▶ _What the task requires_
Copy the lines of the listing below verbatim, starting at the line containing "of the front" and continuing through the final line of the listing, with both ends included.

[Dataset excerpt]
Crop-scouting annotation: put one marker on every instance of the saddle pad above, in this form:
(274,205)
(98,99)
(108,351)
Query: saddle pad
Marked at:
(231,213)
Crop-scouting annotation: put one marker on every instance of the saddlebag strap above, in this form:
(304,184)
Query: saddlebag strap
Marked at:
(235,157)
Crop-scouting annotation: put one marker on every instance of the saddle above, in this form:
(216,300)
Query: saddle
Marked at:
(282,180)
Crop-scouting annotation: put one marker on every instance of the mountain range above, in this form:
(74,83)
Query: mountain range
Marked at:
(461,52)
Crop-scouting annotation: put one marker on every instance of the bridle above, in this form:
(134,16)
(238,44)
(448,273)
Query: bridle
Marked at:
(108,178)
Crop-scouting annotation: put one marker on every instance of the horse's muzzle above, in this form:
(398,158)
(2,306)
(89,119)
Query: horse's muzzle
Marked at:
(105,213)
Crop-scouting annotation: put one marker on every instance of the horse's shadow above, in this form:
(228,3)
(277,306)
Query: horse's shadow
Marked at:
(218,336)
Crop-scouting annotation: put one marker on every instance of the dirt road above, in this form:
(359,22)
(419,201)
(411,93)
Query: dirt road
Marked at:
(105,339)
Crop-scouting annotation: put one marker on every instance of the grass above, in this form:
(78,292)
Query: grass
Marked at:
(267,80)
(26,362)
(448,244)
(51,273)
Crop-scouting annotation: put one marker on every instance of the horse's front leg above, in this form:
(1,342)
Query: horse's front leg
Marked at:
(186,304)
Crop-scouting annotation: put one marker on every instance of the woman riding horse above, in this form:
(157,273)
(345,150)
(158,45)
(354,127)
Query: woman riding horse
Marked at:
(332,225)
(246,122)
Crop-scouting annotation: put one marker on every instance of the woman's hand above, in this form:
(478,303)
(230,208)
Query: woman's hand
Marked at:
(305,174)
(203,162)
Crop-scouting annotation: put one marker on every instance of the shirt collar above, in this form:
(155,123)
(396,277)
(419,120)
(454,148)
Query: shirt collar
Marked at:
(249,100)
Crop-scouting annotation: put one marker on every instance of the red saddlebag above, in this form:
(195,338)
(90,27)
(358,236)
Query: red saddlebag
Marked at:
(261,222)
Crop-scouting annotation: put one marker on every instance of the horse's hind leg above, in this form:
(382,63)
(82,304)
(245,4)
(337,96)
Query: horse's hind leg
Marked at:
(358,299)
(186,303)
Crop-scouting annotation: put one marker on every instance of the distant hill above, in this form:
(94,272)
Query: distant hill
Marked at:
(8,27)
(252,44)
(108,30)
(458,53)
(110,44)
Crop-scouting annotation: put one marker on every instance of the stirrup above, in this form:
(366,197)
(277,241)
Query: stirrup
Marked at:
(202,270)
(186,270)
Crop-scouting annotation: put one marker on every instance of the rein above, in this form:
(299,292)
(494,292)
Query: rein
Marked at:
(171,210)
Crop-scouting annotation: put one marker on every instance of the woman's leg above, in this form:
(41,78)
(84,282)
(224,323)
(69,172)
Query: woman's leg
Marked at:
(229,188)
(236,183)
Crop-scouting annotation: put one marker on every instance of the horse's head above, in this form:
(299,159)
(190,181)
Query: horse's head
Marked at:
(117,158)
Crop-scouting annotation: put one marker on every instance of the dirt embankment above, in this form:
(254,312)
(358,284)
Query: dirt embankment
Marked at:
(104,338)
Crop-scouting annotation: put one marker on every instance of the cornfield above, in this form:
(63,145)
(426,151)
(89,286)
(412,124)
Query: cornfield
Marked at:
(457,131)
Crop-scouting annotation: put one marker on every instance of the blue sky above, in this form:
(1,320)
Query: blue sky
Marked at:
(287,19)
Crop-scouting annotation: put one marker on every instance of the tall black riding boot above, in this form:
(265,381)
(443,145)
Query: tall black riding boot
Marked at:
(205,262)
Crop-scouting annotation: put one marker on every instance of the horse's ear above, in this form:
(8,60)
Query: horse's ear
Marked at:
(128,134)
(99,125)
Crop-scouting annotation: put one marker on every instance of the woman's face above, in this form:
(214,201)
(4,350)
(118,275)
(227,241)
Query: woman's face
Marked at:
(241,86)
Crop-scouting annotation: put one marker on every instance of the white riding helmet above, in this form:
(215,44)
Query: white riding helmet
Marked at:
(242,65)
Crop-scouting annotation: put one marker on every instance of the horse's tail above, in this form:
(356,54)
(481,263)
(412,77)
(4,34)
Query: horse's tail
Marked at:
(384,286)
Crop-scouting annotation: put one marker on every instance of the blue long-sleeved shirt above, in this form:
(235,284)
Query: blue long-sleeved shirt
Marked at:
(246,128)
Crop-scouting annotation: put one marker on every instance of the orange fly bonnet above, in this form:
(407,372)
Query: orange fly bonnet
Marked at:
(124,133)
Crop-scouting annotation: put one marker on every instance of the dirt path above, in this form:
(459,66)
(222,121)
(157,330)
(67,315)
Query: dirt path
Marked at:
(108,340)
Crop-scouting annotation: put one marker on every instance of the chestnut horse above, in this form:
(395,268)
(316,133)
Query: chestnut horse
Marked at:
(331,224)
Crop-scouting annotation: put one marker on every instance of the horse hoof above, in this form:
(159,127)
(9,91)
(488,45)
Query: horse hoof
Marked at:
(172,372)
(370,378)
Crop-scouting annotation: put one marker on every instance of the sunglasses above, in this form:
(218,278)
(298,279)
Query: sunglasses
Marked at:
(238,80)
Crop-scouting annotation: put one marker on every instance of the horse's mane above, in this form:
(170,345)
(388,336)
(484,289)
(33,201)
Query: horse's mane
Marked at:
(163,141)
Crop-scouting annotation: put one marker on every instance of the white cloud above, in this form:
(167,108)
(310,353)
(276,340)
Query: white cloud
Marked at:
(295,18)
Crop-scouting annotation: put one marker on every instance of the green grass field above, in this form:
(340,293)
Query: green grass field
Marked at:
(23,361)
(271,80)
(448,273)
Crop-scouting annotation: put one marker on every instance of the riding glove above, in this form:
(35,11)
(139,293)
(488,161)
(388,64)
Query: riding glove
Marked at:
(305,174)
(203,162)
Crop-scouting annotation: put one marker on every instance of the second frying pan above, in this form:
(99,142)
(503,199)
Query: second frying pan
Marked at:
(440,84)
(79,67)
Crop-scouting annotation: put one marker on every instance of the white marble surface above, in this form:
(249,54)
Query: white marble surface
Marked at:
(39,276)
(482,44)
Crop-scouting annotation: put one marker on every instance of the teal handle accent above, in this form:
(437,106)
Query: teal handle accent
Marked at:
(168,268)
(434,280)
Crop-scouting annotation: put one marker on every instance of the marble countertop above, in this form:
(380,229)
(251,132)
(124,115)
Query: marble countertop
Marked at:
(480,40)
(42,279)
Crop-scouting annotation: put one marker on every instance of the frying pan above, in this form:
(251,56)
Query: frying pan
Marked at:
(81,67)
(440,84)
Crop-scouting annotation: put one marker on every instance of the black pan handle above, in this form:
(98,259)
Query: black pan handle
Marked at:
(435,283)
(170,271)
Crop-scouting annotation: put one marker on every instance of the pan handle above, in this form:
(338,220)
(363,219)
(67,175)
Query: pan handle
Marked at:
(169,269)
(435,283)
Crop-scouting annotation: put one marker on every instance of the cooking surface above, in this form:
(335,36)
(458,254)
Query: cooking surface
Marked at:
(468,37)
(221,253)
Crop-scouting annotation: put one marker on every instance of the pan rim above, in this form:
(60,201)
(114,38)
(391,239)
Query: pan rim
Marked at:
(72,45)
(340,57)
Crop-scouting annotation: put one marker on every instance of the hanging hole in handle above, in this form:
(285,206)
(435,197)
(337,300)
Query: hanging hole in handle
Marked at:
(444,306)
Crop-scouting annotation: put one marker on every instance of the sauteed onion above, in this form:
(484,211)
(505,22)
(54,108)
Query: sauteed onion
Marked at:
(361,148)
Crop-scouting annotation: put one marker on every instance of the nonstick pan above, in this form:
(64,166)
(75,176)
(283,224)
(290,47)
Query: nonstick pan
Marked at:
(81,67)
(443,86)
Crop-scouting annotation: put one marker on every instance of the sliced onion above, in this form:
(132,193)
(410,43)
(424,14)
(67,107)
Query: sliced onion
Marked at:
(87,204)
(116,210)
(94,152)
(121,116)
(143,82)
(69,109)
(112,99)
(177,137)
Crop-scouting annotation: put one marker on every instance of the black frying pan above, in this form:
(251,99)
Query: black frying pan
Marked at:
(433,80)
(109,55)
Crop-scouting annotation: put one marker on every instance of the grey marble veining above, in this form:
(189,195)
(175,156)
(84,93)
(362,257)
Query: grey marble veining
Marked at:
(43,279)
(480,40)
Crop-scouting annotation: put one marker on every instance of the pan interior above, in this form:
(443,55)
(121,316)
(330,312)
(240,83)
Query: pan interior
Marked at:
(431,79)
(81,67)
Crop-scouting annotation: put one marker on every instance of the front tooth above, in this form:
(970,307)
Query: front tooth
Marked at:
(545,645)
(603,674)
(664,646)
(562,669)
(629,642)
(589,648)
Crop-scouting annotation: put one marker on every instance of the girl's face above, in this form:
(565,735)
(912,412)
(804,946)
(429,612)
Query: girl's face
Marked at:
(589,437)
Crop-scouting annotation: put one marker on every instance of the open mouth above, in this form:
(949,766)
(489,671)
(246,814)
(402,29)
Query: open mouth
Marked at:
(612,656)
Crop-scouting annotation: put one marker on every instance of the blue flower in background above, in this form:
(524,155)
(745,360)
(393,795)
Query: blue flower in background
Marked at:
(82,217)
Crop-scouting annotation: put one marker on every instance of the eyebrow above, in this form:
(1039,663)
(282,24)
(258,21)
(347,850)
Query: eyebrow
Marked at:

▶ _Result_
Crop-scouting annotation: put one marker on every instance of the front tooth above, in this form:
(970,307)
Query: front tooth
Marked at:
(545,645)
(603,674)
(664,646)
(562,669)
(629,642)
(589,648)
Crop-scouting annotation: put one marker on every instance of the girl's face above, in this form:
(565,735)
(912,412)
(804,946)
(429,612)
Query: girl's face
Marked at:
(589,437)
Crop-scouting annotation: put one marker on every instance of the open mouth above, in this form:
(949,766)
(489,671)
(246,814)
(402,29)
Query: open mouth
Marked at:
(612,656)
Crop-scouting annotation: put one marker on every instance of the blue flower in background above, in this form:
(524,155)
(745,360)
(393,795)
Query: blue flower in background
Marked at:
(82,217)
Crop-scouting annotation: put one marker on every instance of the eyebrow above, in this form:
(1039,663)
(282,24)
(258,21)
(347,850)
Query: eyebrow
Marked at:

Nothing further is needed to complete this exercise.